▶ _Work required_: Can you write out the items word for word, from the first line through the line holding "[824,144,877,173]", including both of those lines but leaving out the pictures?

▶ _Provided entries_:

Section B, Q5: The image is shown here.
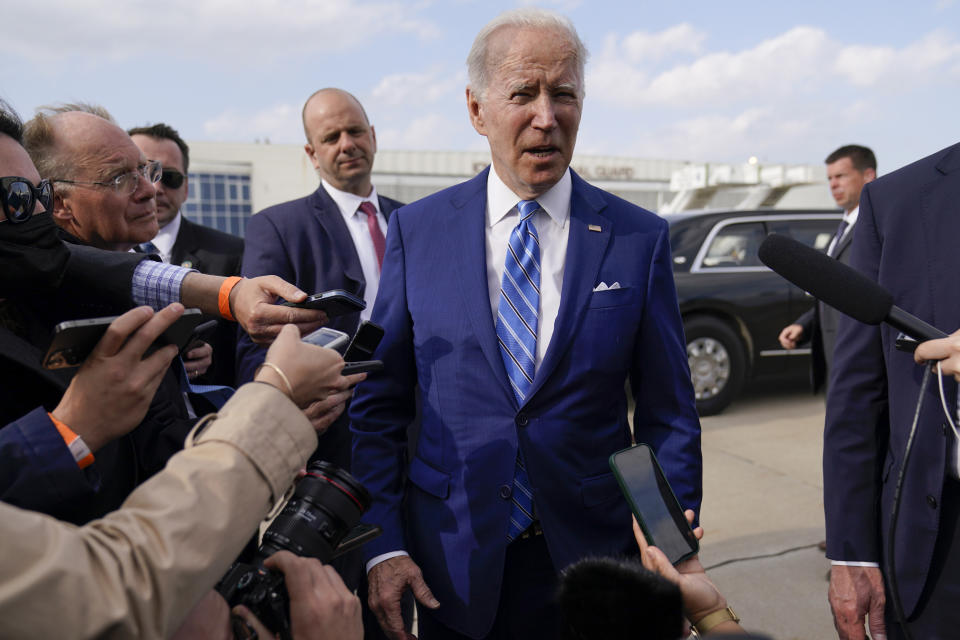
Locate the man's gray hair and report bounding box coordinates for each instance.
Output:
[467,7,588,100]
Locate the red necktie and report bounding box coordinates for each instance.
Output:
[360,200,387,269]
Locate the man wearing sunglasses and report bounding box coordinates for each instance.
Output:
[127,122,243,386]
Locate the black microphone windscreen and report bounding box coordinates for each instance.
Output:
[759,233,893,324]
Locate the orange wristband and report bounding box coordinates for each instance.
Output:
[47,413,93,469]
[217,276,243,322]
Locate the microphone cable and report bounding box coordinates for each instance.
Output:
[886,363,932,640]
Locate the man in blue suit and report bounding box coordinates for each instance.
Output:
[237,89,413,638]
[823,144,960,639]
[350,9,701,640]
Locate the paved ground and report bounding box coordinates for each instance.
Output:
[700,384,836,640]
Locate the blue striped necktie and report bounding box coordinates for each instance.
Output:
[497,200,540,540]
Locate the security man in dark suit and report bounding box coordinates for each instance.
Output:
[127,122,243,386]
[237,88,412,637]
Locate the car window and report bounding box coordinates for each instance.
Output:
[702,222,766,269]
[767,215,840,251]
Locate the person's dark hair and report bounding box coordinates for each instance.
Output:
[557,558,683,640]
[0,98,23,145]
[127,122,190,173]
[824,144,877,173]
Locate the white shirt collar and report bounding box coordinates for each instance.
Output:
[487,166,573,227]
[151,211,182,262]
[320,178,380,219]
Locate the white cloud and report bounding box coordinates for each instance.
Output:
[622,22,707,64]
[371,69,467,106]
[203,104,303,142]
[0,0,439,65]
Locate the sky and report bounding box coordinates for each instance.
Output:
[0,0,960,174]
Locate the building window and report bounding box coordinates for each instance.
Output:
[183,171,253,238]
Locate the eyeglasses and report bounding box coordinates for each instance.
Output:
[160,167,187,189]
[0,176,53,224]
[53,160,163,196]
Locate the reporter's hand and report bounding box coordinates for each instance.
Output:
[52,303,183,451]
[367,556,440,640]
[913,329,960,382]
[303,389,353,435]
[777,324,803,349]
[183,340,213,379]
[633,509,727,622]
[230,276,327,344]
[233,551,363,640]
[254,325,367,409]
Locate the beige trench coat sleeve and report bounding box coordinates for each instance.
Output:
[0,383,317,638]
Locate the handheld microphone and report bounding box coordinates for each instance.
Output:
[759,233,947,341]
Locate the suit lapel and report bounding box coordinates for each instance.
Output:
[311,186,366,295]
[439,167,516,402]
[527,170,612,402]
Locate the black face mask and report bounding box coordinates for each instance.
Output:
[0,212,70,298]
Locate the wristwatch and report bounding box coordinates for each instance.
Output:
[690,607,740,638]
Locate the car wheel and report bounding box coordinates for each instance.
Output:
[683,317,747,416]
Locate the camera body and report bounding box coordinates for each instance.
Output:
[216,462,370,640]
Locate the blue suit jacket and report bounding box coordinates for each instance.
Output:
[823,140,960,616]
[237,186,400,469]
[350,169,701,636]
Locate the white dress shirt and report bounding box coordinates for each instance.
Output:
[367,167,573,572]
[311,178,387,322]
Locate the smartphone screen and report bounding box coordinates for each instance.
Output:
[343,320,383,362]
[610,444,699,564]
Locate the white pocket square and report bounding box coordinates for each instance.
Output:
[593,282,620,292]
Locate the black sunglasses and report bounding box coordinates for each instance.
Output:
[160,167,186,189]
[0,176,53,224]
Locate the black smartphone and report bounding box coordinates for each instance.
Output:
[43,309,203,369]
[610,444,700,564]
[283,289,367,318]
[343,320,383,362]
[300,327,350,352]
[340,360,383,376]
[333,522,383,558]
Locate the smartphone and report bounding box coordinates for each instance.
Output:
[301,327,350,352]
[333,522,383,558]
[343,320,383,362]
[340,360,383,376]
[180,320,218,355]
[610,444,700,564]
[43,309,203,369]
[283,289,367,318]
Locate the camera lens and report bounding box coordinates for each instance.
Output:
[257,462,370,563]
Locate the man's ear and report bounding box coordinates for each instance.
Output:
[303,142,320,169]
[52,190,73,227]
[467,87,487,136]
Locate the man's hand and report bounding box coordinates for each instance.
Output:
[829,564,888,640]
[778,324,803,349]
[233,551,363,640]
[913,329,960,382]
[183,340,213,378]
[52,303,183,452]
[303,389,353,435]
[254,325,367,417]
[633,509,727,622]
[367,556,440,640]
[230,276,327,344]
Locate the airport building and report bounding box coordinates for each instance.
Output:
[184,142,835,236]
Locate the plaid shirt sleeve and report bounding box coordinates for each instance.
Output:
[130,260,196,310]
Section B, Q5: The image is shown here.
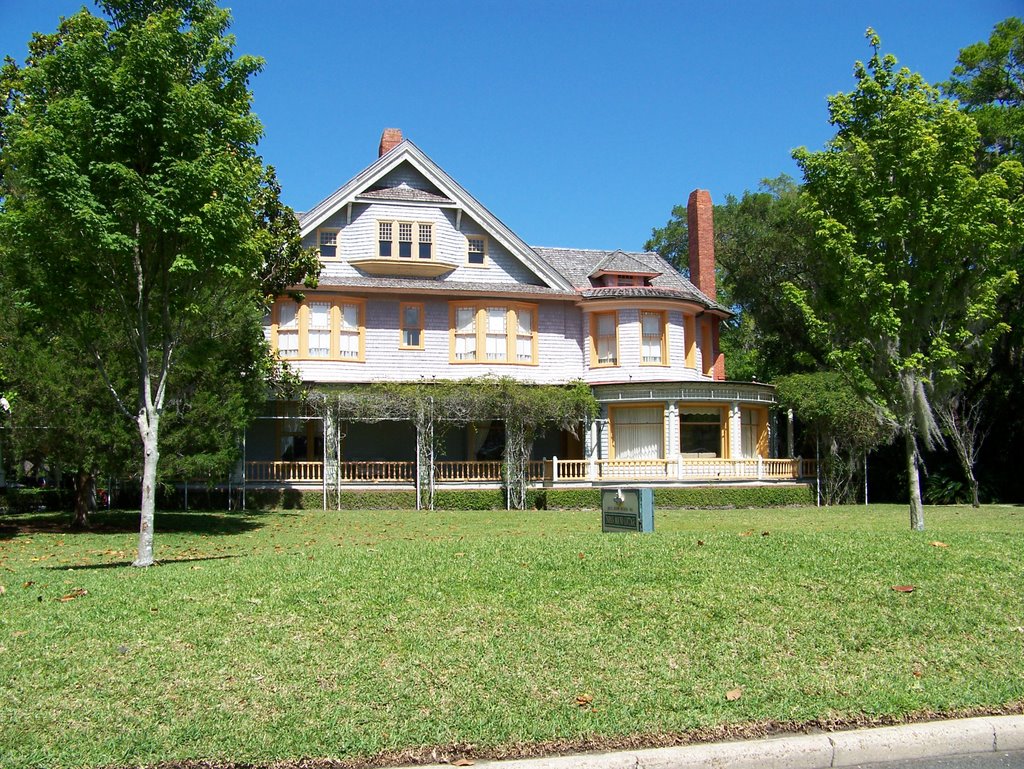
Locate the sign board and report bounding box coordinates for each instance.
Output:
[601,488,654,531]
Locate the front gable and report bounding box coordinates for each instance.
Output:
[300,140,572,292]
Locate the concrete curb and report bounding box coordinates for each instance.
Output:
[403,716,1024,769]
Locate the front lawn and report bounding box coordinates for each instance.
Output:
[0,506,1024,769]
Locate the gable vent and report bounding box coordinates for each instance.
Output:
[377,128,402,158]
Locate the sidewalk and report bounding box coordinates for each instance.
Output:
[403,716,1024,769]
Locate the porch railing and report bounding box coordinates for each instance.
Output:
[246,457,814,484]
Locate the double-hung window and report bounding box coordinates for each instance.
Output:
[466,234,487,266]
[398,303,423,350]
[338,302,362,359]
[377,221,394,256]
[377,221,434,259]
[416,222,434,259]
[271,297,366,361]
[316,229,338,259]
[451,303,537,365]
[487,307,509,360]
[398,221,413,259]
[455,307,476,360]
[591,312,618,367]
[515,307,534,364]
[307,302,331,357]
[278,299,299,357]
[640,312,668,366]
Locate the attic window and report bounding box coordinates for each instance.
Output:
[317,229,338,259]
[604,272,648,287]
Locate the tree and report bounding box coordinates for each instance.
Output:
[645,174,816,381]
[775,372,892,505]
[942,16,1024,168]
[785,30,1022,530]
[0,0,313,566]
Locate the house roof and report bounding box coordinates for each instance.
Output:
[534,246,732,314]
[318,275,579,299]
[299,139,572,291]
[358,182,455,203]
[588,250,662,277]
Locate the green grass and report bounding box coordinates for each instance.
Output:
[0,506,1024,769]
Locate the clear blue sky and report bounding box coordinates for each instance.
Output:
[0,0,1024,249]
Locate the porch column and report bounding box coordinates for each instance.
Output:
[729,400,743,459]
[665,400,682,479]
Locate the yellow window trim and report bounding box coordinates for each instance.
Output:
[449,301,541,366]
[640,309,669,368]
[398,302,425,350]
[590,310,623,369]
[270,294,367,364]
[608,403,669,460]
[675,400,732,460]
[378,219,437,262]
[683,314,697,369]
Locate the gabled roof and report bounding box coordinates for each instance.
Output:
[357,181,455,203]
[299,139,572,291]
[534,246,732,315]
[588,250,662,277]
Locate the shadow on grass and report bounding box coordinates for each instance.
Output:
[46,555,242,571]
[0,510,280,540]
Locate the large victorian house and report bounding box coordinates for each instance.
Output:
[245,129,802,495]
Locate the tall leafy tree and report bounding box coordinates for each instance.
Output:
[0,0,313,566]
[644,174,815,381]
[786,30,1024,529]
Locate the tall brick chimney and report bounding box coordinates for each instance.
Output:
[686,189,718,299]
[686,189,725,381]
[377,128,401,158]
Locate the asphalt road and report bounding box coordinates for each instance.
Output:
[850,751,1024,769]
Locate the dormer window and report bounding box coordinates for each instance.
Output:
[317,229,338,259]
[398,221,413,259]
[416,222,434,259]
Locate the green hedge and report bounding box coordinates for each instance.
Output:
[237,483,814,510]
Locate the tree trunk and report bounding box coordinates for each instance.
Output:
[132,409,160,566]
[905,427,925,531]
[71,470,96,528]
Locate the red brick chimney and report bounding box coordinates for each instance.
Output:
[377,128,401,158]
[686,189,725,381]
[686,189,718,299]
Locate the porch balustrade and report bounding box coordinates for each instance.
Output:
[246,458,814,484]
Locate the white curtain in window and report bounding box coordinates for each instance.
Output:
[640,313,662,364]
[515,309,534,360]
[611,407,665,460]
[278,301,299,357]
[309,302,331,357]
[455,307,476,360]
[487,307,508,360]
[338,304,359,357]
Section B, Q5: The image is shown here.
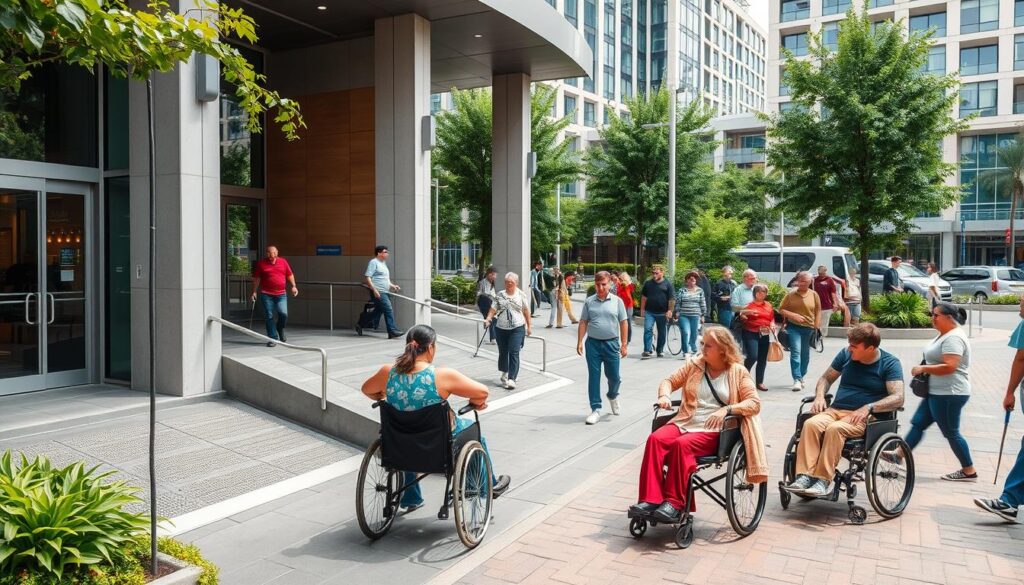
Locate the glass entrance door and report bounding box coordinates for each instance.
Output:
[0,177,91,394]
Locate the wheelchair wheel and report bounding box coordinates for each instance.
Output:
[665,322,683,356]
[355,438,401,540]
[725,441,768,536]
[864,432,914,518]
[452,441,494,548]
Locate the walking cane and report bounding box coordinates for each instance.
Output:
[992,410,1014,486]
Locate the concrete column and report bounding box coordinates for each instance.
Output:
[374,14,432,330]
[490,73,530,288]
[129,0,222,395]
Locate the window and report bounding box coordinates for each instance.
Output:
[961,81,998,118]
[910,12,946,37]
[961,0,999,35]
[781,0,811,23]
[782,33,807,56]
[583,101,597,128]
[821,23,839,51]
[821,0,850,14]
[921,45,946,75]
[961,45,998,75]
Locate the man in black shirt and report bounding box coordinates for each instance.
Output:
[640,264,676,360]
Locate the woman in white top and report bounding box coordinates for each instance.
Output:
[905,302,978,482]
[483,273,534,389]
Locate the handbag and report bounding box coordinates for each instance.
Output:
[768,331,784,362]
[910,360,932,399]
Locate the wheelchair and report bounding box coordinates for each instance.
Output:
[627,401,768,549]
[355,401,494,549]
[778,393,914,525]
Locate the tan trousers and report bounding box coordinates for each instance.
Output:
[797,409,865,482]
[558,290,578,327]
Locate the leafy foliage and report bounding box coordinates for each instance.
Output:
[0,451,148,578]
[871,292,932,329]
[585,88,715,271]
[765,10,970,309]
[0,0,305,138]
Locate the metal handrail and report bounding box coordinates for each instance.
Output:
[206,315,327,411]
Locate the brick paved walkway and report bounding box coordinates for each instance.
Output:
[446,334,1024,585]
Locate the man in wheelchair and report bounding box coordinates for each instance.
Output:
[782,323,903,498]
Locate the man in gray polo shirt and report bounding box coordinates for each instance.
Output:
[577,270,629,424]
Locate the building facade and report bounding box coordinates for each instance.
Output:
[768,0,1024,268]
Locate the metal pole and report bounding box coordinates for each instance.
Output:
[666,82,676,281]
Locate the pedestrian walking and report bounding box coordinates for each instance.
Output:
[640,264,676,360]
[813,264,843,337]
[882,256,903,294]
[577,270,628,424]
[897,302,978,482]
[676,270,708,360]
[476,266,498,344]
[483,273,534,390]
[739,284,775,391]
[974,297,1024,523]
[251,245,299,347]
[615,270,637,343]
[778,270,821,392]
[709,265,736,329]
[928,262,942,307]
[362,246,404,339]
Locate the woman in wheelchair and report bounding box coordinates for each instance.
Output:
[362,325,511,512]
[630,325,768,534]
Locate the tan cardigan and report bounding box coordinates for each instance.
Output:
[658,358,768,484]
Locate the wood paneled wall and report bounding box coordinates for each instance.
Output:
[266,87,377,257]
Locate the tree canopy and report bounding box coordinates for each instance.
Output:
[766,10,967,308]
[0,0,305,138]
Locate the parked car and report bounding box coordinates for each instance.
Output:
[867,260,954,301]
[942,266,1024,300]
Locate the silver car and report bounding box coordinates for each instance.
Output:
[942,266,1024,301]
[867,260,953,300]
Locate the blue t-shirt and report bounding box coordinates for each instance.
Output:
[831,347,903,410]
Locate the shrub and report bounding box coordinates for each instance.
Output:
[0,451,148,580]
[871,292,932,329]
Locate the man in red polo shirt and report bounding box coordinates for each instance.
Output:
[252,246,299,347]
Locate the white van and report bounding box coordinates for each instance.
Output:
[732,242,859,286]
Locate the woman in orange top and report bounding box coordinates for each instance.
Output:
[739,285,775,391]
[633,325,768,524]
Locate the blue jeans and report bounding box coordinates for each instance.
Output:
[496,325,526,380]
[398,418,497,508]
[906,394,970,467]
[718,304,734,329]
[584,337,622,410]
[259,292,288,339]
[643,310,669,356]
[785,323,814,382]
[371,292,398,333]
[679,315,700,353]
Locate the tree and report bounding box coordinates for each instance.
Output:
[978,134,1024,266]
[765,10,967,309]
[0,0,305,138]
[432,85,583,276]
[708,163,778,241]
[585,88,715,271]
[679,209,748,269]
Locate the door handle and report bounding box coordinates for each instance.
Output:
[25,293,39,325]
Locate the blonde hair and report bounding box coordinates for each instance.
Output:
[703,325,743,366]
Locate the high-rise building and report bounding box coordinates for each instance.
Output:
[768,0,1024,268]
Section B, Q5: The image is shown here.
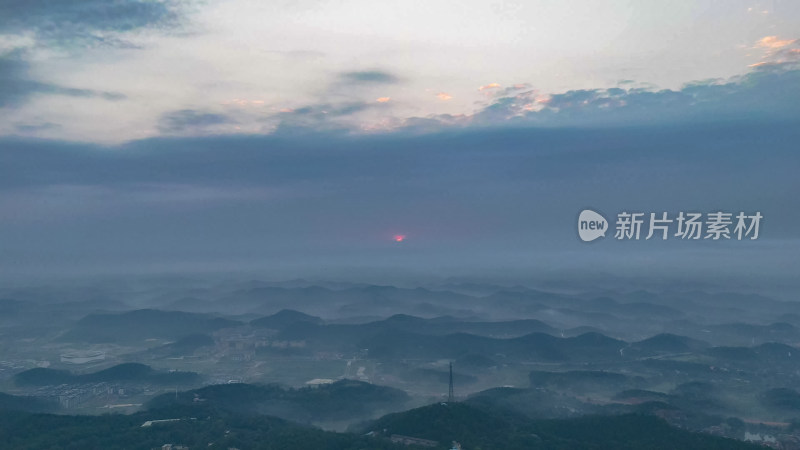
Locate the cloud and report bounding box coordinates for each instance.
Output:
[158,109,236,133]
[339,70,400,84]
[0,121,800,282]
[756,36,797,50]
[0,51,125,108]
[429,60,800,127]
[0,0,179,46]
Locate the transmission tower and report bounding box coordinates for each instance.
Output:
[447,362,455,403]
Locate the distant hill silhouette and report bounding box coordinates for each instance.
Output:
[61,309,241,342]
[14,363,200,386]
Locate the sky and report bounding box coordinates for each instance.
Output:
[0,0,800,286]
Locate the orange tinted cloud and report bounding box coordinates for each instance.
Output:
[756,36,796,50]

▶ _Reply_:
Section B, Q5: The image is shown here.
Locate the man's gray hair and report bounding box coordinates for each instance.
Output:
[467,7,588,100]
Locate the red necktie and report bounding box coordinates for each instance.
Output:
[360,200,387,269]
Locate the man wearing sunglasses and report bounding box coordinates for each instance.
Output:
[127,122,243,386]
Locate the black microphone windscreen and report bounding box coordinates for each instance.
Output:
[759,233,893,324]
Locate the orange wristband and report bounding box coordinates for each instance.
Output:
[47,413,93,469]
[217,276,243,322]
Locate the microphone cable and report bounding box coordinates for each instance.
Output:
[886,363,932,640]
Locate the man in blue suit and report bounding box coordinates for each instance.
Output:
[237,89,413,638]
[823,144,960,639]
[350,9,701,640]
Locate the paved ground and report bounding box coordinates for each instance.
Output:
[700,384,836,640]
Locate the blue striped necktie and report bounding box coordinates for each instance.
Output:
[497,200,540,540]
Locate the security man in dark suit and report bounding box coordinates for each instance.
Output:
[127,122,243,386]
[237,88,412,637]
Locate the car window and report bounding box coordinates for each instance.
Output:
[702,222,766,269]
[767,215,840,251]
Locate the person's dark hair and report bounding box coordinates for each instance.
Output:
[557,558,683,640]
[0,98,23,145]
[127,122,190,173]
[824,144,877,173]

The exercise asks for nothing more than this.